::: MATERIALS PROVIDED :::

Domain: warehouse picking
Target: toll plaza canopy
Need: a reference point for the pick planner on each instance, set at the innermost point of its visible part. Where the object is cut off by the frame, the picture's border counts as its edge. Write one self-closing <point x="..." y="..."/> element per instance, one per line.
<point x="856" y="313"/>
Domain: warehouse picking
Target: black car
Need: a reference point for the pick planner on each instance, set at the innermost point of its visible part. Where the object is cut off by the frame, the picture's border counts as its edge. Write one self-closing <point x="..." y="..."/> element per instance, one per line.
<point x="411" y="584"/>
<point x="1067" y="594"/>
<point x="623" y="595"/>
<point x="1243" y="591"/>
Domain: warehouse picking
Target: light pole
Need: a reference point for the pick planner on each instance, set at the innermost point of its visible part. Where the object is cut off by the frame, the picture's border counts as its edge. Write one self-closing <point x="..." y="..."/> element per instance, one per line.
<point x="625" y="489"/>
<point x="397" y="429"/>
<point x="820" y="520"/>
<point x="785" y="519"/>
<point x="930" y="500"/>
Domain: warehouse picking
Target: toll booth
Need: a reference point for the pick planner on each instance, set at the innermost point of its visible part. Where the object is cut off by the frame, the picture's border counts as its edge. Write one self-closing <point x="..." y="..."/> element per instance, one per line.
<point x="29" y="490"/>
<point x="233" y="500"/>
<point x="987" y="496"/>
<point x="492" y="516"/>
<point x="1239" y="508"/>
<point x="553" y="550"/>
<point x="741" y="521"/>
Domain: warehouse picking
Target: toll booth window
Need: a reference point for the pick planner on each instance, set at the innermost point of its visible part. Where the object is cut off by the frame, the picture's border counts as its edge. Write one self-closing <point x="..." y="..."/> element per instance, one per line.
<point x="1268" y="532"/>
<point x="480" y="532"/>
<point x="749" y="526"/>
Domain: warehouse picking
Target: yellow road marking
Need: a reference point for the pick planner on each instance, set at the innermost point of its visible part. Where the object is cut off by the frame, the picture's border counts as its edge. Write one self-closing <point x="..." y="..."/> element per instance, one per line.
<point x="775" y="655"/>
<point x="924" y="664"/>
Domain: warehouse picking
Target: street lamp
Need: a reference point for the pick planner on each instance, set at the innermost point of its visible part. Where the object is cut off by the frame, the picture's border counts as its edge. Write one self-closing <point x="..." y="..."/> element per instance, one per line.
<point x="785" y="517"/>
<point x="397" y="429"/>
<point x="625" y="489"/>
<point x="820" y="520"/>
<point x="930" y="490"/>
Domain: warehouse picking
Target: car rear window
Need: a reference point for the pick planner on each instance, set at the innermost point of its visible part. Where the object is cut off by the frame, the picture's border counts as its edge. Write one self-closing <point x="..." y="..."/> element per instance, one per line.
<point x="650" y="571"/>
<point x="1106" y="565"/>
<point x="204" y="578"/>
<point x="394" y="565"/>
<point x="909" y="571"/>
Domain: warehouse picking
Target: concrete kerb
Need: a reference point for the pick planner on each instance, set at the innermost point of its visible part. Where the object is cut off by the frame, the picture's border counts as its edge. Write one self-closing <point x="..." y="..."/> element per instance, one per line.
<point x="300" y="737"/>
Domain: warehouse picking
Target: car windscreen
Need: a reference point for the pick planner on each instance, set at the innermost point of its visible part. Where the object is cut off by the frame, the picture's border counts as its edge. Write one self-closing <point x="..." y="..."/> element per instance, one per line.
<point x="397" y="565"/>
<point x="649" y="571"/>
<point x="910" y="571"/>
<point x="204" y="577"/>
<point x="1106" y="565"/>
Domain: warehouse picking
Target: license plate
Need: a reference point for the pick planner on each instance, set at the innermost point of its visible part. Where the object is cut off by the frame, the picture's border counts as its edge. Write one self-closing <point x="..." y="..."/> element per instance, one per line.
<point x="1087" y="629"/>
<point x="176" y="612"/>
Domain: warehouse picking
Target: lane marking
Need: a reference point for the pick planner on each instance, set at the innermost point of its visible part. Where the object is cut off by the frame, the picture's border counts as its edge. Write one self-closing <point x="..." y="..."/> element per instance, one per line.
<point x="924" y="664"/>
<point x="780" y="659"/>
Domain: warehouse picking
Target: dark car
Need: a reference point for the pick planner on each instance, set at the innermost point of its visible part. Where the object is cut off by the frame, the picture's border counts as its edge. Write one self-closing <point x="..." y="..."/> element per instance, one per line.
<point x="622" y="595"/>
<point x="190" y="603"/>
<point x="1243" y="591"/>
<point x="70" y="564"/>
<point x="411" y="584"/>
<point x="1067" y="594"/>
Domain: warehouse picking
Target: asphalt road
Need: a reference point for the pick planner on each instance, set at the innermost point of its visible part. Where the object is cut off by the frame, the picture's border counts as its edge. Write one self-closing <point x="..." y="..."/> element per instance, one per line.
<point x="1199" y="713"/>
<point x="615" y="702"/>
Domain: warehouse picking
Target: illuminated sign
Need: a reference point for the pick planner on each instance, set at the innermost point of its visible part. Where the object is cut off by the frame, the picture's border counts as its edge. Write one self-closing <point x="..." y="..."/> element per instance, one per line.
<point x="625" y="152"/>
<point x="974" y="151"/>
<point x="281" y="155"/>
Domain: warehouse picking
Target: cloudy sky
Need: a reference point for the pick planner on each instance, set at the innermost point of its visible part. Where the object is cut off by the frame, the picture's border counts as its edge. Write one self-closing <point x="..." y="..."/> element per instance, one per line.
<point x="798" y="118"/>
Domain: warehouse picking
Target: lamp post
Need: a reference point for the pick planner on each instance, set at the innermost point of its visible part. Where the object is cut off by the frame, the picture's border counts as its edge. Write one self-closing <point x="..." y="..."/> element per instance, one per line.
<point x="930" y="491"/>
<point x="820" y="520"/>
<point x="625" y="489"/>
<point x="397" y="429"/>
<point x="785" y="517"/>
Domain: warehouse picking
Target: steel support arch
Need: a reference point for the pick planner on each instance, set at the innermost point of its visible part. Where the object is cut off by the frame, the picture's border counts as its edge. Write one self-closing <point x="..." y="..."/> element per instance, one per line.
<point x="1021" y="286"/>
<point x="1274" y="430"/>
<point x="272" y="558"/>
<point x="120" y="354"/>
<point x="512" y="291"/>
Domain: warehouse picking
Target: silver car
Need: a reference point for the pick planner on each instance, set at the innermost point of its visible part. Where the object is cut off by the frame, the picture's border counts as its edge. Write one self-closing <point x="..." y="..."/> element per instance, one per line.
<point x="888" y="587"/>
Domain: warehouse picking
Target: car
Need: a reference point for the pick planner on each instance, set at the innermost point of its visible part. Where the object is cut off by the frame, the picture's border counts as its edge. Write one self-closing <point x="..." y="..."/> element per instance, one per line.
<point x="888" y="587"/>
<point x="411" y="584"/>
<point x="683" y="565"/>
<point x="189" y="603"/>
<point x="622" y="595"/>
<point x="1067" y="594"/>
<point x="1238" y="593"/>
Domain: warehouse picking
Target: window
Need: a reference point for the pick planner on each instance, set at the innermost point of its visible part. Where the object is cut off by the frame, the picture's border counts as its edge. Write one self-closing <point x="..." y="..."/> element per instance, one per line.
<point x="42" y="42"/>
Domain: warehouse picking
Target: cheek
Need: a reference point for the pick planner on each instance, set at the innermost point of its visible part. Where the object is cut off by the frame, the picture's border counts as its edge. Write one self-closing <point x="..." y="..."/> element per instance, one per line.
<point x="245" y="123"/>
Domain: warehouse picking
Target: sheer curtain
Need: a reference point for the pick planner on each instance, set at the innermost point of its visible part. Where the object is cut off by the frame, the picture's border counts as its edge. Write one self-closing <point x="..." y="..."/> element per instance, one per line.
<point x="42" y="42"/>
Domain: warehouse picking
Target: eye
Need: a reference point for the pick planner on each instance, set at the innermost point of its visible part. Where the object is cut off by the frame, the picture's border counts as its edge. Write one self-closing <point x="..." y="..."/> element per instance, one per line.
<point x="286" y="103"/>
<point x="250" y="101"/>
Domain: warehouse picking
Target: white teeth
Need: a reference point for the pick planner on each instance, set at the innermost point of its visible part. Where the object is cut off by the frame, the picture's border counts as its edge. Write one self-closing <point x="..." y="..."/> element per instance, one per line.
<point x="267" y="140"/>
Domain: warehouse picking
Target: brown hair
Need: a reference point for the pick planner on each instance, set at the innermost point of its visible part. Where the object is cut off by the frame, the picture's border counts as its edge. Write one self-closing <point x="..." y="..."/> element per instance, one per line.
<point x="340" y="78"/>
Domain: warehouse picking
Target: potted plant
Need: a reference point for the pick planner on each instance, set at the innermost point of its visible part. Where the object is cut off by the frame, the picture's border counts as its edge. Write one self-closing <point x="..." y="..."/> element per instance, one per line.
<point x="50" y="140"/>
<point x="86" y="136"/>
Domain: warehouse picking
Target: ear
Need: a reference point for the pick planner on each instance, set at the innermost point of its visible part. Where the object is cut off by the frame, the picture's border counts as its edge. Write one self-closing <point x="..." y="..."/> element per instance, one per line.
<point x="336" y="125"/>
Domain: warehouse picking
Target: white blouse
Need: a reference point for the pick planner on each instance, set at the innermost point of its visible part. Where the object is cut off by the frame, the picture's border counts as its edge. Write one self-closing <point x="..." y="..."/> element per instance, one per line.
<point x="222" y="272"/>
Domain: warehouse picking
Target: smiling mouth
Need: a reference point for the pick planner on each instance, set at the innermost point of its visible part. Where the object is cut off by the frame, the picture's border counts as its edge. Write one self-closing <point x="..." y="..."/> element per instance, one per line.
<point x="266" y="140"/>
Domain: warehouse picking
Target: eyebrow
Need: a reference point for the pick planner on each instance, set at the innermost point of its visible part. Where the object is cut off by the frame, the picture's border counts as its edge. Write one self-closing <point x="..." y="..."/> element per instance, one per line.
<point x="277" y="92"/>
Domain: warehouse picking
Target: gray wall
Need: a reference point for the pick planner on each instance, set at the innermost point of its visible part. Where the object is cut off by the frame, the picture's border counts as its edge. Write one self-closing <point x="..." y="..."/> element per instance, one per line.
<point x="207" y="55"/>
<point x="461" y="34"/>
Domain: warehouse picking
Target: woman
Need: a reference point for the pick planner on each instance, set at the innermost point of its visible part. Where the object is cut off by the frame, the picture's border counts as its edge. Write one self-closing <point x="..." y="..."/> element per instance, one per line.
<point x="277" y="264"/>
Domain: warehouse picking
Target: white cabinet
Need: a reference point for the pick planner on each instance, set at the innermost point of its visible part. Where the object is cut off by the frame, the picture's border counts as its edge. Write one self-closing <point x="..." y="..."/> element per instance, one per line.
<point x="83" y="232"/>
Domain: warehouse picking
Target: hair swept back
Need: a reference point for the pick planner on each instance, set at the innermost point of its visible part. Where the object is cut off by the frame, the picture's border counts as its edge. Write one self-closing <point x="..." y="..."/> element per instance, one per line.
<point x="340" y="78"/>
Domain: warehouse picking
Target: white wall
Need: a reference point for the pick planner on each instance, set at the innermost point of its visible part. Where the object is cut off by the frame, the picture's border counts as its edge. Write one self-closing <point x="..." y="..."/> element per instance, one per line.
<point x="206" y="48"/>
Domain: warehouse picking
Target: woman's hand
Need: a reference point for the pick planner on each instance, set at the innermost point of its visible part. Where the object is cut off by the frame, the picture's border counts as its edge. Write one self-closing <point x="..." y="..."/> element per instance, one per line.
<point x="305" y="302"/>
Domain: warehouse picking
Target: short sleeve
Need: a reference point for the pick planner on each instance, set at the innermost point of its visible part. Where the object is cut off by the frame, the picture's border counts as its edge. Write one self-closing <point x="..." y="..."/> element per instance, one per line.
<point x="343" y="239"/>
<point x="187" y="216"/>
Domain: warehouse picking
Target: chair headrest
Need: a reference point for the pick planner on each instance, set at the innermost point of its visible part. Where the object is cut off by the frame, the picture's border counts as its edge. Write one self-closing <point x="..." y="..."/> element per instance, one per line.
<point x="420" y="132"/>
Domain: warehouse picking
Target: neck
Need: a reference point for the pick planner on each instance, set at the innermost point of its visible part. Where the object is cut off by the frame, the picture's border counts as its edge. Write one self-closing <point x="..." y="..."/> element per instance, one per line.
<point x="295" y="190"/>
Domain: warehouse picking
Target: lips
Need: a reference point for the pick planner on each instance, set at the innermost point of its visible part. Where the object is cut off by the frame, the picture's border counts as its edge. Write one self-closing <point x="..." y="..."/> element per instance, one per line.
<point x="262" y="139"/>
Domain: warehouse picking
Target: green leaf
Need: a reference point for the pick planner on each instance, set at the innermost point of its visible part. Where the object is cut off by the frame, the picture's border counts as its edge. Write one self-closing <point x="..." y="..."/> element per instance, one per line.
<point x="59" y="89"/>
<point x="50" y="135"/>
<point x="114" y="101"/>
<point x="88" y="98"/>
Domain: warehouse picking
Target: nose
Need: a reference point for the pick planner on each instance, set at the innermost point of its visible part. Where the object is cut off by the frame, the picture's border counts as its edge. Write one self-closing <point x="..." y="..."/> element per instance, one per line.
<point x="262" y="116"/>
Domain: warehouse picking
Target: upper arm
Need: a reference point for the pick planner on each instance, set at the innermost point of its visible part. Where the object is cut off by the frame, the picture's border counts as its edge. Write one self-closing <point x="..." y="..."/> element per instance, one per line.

:::

▸ WHAT IS BEING ASKED:
Please pick out every line above that contains the word "booth" and copy each one in full.

▸ WRITTEN RESPONSE:
Target: toll booth
Target: toll booth window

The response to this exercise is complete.